YOUR OBJECTIVE: When you reach the line with "positive clicks: (58, 223)" in the data below, begin printing lines exactly, and stop once the line with "69L3 20L0 262L88" has been printed.

MATERIAL TO PROCESS:
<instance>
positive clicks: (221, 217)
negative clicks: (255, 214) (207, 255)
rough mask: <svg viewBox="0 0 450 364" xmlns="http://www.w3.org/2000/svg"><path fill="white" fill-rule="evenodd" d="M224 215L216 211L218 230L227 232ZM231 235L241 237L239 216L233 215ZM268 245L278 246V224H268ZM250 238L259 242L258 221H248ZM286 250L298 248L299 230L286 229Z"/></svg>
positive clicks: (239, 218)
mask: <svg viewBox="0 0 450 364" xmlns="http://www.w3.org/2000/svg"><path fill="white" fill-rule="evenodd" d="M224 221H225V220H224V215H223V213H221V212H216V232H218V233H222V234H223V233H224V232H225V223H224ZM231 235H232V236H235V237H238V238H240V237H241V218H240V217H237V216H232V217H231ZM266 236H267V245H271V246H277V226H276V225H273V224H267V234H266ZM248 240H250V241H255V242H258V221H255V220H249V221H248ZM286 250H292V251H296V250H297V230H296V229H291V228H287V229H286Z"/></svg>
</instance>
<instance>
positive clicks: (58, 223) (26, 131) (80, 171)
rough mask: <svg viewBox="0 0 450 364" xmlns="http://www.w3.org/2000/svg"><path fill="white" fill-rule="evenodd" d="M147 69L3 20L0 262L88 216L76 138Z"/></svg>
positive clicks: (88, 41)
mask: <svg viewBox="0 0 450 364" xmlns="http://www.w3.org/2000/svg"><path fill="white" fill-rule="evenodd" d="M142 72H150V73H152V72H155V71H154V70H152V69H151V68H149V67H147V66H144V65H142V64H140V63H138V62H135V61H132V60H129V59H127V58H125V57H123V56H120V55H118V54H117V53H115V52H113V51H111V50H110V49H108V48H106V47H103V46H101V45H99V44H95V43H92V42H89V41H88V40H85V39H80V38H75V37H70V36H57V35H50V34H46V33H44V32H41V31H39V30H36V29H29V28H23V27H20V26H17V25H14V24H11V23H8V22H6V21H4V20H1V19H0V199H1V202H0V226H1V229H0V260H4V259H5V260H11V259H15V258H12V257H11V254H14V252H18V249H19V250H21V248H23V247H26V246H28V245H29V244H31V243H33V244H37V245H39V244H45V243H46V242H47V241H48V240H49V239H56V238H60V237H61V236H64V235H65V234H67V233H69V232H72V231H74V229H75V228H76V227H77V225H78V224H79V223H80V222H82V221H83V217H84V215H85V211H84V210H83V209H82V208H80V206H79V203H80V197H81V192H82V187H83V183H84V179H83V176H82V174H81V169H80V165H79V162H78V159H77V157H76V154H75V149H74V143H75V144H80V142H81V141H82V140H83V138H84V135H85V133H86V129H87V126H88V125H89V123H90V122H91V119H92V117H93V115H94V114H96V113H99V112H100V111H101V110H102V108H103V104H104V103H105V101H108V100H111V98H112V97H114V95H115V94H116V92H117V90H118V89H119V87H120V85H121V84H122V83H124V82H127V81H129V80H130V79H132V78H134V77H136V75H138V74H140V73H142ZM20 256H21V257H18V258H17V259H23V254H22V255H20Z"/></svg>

TASK SOLUTION:
positive clicks: (58, 223) (26, 131) (80, 171)
rough mask: <svg viewBox="0 0 450 364" xmlns="http://www.w3.org/2000/svg"><path fill="white" fill-rule="evenodd" d="M147 69L3 20L0 262L88 216L76 138Z"/></svg>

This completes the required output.